## Task prompt
Copy out every line of the listing below that contains the word "black", paying attention to case.

## Input
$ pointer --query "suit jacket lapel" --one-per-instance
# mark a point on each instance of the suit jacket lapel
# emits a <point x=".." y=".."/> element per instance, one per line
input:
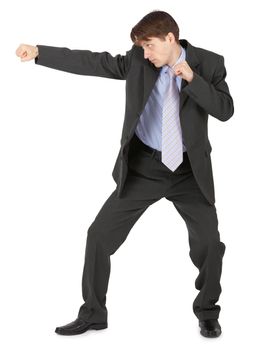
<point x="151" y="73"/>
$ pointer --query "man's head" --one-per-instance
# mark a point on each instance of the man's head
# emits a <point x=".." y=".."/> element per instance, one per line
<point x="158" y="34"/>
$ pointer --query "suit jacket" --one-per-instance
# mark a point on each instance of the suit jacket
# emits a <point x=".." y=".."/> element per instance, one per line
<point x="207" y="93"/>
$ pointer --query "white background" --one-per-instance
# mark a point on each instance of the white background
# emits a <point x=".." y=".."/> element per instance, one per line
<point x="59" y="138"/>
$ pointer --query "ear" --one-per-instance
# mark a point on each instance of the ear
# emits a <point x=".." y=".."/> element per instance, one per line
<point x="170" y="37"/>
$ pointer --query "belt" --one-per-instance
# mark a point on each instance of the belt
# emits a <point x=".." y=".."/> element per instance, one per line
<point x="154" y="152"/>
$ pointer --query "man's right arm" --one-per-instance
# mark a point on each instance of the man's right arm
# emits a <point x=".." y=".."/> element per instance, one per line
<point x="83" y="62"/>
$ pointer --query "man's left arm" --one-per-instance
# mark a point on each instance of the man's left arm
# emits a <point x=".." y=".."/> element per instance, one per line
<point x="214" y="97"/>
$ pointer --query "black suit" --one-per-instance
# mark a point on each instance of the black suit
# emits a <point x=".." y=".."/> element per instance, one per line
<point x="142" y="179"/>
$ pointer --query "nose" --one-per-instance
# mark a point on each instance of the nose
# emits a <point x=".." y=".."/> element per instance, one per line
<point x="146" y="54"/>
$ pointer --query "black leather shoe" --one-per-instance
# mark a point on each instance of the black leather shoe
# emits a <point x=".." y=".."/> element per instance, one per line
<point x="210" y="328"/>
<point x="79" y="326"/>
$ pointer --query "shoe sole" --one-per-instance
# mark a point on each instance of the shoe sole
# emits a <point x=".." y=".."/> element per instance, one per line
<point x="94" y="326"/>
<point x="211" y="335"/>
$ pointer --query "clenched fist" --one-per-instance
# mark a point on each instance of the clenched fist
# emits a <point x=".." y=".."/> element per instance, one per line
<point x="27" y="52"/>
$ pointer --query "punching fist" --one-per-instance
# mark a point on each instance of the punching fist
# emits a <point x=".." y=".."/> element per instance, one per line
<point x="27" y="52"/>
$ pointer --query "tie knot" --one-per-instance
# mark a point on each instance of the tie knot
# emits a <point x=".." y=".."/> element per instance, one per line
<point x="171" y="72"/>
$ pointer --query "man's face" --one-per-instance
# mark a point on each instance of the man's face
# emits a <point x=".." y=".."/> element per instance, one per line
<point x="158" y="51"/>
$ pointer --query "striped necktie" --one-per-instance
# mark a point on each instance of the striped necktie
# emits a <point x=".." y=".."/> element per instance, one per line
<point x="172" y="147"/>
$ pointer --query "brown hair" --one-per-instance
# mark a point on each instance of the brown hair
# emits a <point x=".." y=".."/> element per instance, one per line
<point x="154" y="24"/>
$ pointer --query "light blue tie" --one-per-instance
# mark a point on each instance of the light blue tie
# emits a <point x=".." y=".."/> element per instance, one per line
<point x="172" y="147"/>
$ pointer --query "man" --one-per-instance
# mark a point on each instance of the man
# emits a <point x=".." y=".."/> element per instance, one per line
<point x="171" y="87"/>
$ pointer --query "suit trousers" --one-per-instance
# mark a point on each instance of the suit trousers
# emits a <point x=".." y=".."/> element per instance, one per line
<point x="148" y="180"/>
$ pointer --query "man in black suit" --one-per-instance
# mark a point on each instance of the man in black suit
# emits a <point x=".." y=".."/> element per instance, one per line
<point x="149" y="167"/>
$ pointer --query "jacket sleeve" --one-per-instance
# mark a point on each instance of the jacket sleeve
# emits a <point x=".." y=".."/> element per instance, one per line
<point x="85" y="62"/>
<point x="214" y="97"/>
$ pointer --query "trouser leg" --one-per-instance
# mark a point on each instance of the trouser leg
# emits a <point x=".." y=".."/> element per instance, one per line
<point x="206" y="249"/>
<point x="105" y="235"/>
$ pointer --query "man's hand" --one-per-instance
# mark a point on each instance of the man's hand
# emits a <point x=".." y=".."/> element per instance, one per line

## Final result
$ pointer --query "black suit" --one-per-instance
# mark a point on each instance of the black suit
$ pointer --query "black leather shoe" --one-per-instance
# mark a point on each instance of the black leather shoe
$ pointer --query "man in black suit" --one-per-instance
# mark a point on each instance of the man in black suit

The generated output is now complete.